Yönerge a: Aşağıda Türkiye'nin biriken sorunları ve siyaseti üzerine bir metin yer alıyor. Bu metni baştan sona, tek bir harfini bile değiştirmeden yazıya geçirin.

Seçilmiş metin:
────────────────────────────────────────
Açlık, yoksulluk, yolsuzluk, hukuksuzluk, işsizlik, kayıp silahlar, paramiliter örgütlenmeler, ırkçılık, yasaklar, sansür, kadın cinayetleri, çocuk tecavüzleri, işkence, yaşam tarzı müdahaleleri, işçi ölümleri, sığınmacı krizi… Eksik bıraktığım vardır mutlaka. Birbirine değen tüm bu sorunlar yan yana ve aynı anda karşımızda. Çünkü, ‘bana dokunmayan yılan’ üzerinden yıllarca çok hesap yapıldı. Sorunlar arttı, derinleşti. Bunların içinde “Anayasaya aykırı ama evet” denilerek yapılanları da var, nas var deyip pas geçilerek sebep olunanlar da… AKP’nin kaybetmemiş gibi yaptığı, ülkece kana boğulduğumuz o iki seçim arasında yaşananlarla ilgili, “Bir konuşursam nefesleri kesilir” deyip deyip susanlar da var, kaçıp gittiği yerden memleketin suç kaydını ortaya döken ‘kahraman’ reisler de… Türkiye siyasetinin son yirmi senesi, önceki onlarca yılın sonucu elbette. Bugün kırk yaşına gelmişlere “Ben bu hayatın tekrarını yaşıyorum” diye isyan ettiren şey de; elini taşın altına koymak yerine, çöpleri halının altına süpüren siyasetçilere defaatle pirim verilmesidir. Sorun listesine ‘Yuva yakanın yuvası olmaz’ kültürünün bayrak taşıyanlarının başkasının memleketine tezkere alkışlarıyla girmesini de eklemeden olmaz.
────────────────────────────────────────
Listeden kesitler:
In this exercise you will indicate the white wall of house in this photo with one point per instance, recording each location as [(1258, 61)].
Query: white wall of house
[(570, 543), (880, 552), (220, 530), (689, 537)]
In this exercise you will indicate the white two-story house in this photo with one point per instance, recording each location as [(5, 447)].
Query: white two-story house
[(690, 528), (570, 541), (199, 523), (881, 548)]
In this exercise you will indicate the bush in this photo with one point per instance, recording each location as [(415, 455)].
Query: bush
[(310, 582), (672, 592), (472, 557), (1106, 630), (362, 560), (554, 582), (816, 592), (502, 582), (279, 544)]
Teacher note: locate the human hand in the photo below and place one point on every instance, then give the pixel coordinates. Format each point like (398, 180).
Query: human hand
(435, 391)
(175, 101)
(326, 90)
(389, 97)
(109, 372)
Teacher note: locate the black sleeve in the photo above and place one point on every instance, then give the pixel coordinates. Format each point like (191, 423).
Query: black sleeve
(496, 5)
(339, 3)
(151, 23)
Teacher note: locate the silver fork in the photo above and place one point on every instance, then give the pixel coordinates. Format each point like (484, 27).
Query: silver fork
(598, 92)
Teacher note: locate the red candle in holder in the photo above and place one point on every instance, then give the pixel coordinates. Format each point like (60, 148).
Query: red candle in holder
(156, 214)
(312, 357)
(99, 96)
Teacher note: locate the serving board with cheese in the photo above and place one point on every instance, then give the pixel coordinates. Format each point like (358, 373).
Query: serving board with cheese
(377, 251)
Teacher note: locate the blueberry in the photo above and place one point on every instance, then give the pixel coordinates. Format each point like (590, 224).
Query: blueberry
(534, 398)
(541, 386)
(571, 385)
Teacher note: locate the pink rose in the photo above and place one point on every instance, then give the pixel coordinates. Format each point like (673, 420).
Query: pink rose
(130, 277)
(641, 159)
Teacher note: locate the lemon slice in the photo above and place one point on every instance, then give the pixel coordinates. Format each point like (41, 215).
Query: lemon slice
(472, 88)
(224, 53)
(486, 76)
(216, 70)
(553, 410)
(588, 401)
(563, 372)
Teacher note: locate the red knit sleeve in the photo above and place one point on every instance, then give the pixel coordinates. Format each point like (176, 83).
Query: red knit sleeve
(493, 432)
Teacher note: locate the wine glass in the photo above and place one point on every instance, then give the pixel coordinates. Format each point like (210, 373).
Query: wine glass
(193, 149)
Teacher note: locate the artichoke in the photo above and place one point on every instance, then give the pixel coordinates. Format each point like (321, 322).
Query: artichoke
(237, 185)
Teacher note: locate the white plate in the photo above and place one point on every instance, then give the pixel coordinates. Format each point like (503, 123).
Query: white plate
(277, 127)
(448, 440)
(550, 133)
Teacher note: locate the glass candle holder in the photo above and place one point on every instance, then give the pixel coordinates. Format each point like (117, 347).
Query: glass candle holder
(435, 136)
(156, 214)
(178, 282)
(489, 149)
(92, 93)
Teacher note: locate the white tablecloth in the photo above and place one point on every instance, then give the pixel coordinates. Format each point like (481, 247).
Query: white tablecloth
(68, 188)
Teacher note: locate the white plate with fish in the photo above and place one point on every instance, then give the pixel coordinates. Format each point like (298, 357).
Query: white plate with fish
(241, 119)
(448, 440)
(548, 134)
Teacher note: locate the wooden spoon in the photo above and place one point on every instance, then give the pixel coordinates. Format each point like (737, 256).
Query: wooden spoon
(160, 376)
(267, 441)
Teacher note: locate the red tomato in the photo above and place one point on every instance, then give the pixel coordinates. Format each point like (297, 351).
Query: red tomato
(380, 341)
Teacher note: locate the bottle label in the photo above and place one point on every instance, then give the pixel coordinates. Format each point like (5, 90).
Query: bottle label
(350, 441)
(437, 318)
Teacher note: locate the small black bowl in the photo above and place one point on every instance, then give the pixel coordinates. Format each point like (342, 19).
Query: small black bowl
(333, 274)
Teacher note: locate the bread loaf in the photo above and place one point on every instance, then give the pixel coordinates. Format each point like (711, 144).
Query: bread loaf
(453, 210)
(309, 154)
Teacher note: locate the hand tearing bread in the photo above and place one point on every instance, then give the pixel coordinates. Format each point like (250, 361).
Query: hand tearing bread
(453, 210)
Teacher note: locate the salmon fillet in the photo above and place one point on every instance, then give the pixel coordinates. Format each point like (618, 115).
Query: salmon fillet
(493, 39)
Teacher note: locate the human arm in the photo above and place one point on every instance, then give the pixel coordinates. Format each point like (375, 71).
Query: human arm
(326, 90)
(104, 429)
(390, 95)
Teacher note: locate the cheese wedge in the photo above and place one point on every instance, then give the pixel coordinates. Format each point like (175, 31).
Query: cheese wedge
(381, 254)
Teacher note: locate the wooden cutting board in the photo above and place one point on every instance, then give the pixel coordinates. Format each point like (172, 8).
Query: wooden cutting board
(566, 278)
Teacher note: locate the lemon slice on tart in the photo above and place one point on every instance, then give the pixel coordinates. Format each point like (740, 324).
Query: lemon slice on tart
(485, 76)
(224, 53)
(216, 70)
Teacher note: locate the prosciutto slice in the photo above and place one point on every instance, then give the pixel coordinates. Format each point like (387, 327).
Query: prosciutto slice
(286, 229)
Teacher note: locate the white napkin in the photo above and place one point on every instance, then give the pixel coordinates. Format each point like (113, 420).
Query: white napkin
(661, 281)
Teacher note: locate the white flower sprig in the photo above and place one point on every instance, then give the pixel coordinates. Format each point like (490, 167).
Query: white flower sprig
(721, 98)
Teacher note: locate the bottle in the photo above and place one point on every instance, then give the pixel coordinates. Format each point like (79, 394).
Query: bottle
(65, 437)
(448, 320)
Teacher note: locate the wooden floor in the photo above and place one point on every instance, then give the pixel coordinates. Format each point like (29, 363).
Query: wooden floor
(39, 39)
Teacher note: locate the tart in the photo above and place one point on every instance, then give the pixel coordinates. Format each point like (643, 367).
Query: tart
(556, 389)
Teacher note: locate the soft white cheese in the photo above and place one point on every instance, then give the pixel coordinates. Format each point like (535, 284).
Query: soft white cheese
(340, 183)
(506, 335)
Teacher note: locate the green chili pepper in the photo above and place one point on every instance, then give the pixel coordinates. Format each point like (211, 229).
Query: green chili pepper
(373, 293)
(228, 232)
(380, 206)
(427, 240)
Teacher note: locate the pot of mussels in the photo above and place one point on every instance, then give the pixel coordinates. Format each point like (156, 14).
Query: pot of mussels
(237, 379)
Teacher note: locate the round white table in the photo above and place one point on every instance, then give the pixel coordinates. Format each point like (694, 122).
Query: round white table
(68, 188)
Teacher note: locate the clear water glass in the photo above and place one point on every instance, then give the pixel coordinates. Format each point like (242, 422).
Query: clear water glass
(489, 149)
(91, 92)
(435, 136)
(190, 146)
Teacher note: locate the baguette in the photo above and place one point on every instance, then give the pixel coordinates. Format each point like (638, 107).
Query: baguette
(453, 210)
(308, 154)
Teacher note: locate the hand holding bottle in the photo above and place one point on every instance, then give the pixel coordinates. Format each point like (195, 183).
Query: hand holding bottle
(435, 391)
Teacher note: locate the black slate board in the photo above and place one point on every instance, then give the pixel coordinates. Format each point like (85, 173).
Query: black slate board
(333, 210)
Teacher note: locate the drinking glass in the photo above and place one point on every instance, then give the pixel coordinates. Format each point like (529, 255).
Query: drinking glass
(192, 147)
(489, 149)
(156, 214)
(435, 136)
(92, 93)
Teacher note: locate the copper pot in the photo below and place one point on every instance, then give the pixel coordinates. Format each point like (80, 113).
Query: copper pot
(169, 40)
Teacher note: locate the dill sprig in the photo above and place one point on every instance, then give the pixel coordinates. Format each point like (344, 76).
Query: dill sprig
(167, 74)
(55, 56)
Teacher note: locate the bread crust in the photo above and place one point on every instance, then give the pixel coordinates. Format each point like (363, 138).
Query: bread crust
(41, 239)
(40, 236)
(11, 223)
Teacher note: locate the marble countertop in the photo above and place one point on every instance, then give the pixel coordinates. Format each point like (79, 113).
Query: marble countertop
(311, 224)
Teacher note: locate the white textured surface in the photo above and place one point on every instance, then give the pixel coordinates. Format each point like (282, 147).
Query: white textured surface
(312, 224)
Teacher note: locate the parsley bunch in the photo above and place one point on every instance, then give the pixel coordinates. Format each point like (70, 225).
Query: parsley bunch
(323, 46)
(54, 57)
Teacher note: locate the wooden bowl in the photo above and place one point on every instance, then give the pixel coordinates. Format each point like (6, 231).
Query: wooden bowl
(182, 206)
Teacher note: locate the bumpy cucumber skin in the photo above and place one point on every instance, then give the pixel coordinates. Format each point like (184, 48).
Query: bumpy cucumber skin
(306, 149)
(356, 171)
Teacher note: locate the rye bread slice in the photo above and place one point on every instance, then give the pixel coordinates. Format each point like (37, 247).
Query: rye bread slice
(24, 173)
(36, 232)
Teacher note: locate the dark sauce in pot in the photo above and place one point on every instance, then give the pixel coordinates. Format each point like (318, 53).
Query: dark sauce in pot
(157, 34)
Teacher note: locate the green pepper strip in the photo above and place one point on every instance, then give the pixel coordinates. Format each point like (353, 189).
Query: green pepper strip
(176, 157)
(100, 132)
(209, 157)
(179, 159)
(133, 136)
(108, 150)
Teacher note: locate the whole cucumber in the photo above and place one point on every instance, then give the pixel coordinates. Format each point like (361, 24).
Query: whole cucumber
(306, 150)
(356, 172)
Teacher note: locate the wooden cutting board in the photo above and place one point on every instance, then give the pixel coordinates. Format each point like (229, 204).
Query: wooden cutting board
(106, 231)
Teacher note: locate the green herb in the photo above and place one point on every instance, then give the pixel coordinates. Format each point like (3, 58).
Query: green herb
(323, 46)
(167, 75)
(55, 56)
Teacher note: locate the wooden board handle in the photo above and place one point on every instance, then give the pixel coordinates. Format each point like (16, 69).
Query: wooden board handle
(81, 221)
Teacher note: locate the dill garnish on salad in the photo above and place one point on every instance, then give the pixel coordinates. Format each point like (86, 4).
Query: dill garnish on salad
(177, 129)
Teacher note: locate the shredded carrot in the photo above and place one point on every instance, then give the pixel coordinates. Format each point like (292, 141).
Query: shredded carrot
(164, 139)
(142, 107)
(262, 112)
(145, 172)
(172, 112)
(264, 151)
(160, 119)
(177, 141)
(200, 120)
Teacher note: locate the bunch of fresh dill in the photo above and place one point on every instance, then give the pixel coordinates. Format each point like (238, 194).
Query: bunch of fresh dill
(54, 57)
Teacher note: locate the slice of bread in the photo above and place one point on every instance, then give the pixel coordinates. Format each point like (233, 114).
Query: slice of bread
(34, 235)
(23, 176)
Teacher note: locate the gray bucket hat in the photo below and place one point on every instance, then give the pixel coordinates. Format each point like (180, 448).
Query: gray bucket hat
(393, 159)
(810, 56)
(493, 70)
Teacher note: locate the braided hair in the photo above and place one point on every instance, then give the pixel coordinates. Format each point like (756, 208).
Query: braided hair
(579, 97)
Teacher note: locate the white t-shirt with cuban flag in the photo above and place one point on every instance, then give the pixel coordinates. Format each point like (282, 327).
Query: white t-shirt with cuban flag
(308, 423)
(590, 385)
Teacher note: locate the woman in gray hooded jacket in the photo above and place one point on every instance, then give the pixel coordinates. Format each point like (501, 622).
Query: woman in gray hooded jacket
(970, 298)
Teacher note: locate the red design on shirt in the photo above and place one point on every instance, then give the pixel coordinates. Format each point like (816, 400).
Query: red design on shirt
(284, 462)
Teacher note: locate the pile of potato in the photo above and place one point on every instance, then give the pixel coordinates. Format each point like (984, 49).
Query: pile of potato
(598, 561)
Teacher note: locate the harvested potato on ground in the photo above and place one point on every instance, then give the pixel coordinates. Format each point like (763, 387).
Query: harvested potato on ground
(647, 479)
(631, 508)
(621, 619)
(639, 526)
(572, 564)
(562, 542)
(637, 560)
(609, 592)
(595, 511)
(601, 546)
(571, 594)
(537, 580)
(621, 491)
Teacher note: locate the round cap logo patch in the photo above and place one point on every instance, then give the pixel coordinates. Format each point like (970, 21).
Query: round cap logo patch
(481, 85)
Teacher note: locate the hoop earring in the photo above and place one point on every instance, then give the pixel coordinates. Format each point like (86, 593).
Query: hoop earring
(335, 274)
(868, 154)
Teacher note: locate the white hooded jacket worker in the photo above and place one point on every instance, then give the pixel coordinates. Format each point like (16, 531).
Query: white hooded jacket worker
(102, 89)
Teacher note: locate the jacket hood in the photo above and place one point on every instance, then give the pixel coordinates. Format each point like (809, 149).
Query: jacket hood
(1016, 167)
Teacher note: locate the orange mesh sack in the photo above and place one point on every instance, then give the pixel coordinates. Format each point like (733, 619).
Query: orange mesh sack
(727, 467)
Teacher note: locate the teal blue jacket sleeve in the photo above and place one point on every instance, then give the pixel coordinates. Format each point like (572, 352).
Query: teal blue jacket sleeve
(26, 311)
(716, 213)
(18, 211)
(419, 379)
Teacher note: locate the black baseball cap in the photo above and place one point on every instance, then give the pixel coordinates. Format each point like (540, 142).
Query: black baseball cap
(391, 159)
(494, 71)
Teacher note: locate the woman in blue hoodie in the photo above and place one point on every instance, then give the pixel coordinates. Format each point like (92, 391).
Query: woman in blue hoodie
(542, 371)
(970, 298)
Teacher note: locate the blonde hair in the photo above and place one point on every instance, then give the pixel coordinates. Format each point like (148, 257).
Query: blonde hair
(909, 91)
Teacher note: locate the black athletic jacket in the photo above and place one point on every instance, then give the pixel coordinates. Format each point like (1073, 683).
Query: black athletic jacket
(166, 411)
────────────────────────────────────────
Yönerge b: Yukarıdaki listede "harvested" sözcüğünün geçtiği satırları sayın ve yalnızca bu sayıyı yazın. Büyük ve küçük harf ayrımı dikkate alınır.

Çözümlü yanıt a:
Açlık, yoksulluk, yolsuzluk, hukuksuzluk, işsizlik, kayıp silahlar, paramiliter örgütlenmeler, ırkçılık, yasaklar, sansür, kadın cinayetleri, çocuk tecavüzleri, işkence, yaşam tarzı müdahaleleri, işçi ölümleri, sığınmacı krizi… Eksik bıraktığım vardır mutlaka. Birbirine değen tüm bu sorunlar yan yana ve aynı anda karşımızda. Çünkü, ‘bana dokunmayan yılan’ üzerinden yıllarca çok hesap yapıldı. Sorunlar arttı, derinleşti. Bunların içinde “Anayasaya aykırı ama evet” denilerek yapılanları da var, nas var deyip pas geçilerek sebep olunanlar da… AKP’nin kaybetmemiş gibi yaptığı, ülkece kana boğulduğumuz o iki seçim arasında yaşananlarla ilgili, “Bir konuşursam nefesleri kesilir” deyip deyip susanlar da var, kaçıp gittiği yerden memleketin suç kaydını ortaya döken ‘kahraman’ reisler de… Türkiye siyasetinin son yirmi senesi, önceki onlarca yılın sonucu elbette. Bugün kırk yaşına gelmişlere “Ben bu hayatın tekrarını yaşıyorum” diye isyan ettiren şey de; elini taşın altına koymak yerine, çöpleri halının altına süpüren siyasetçilere defaatle pirim verilmesidir. Sorun listesine ‘Yuva yakanın yuvası olmaz’ kültürünün bayrak taşıyanlarının başkasının memleketine tezkere alkışlarıyla girmesini de eklemeden olmaz.

Çözümlü yanıt b: 2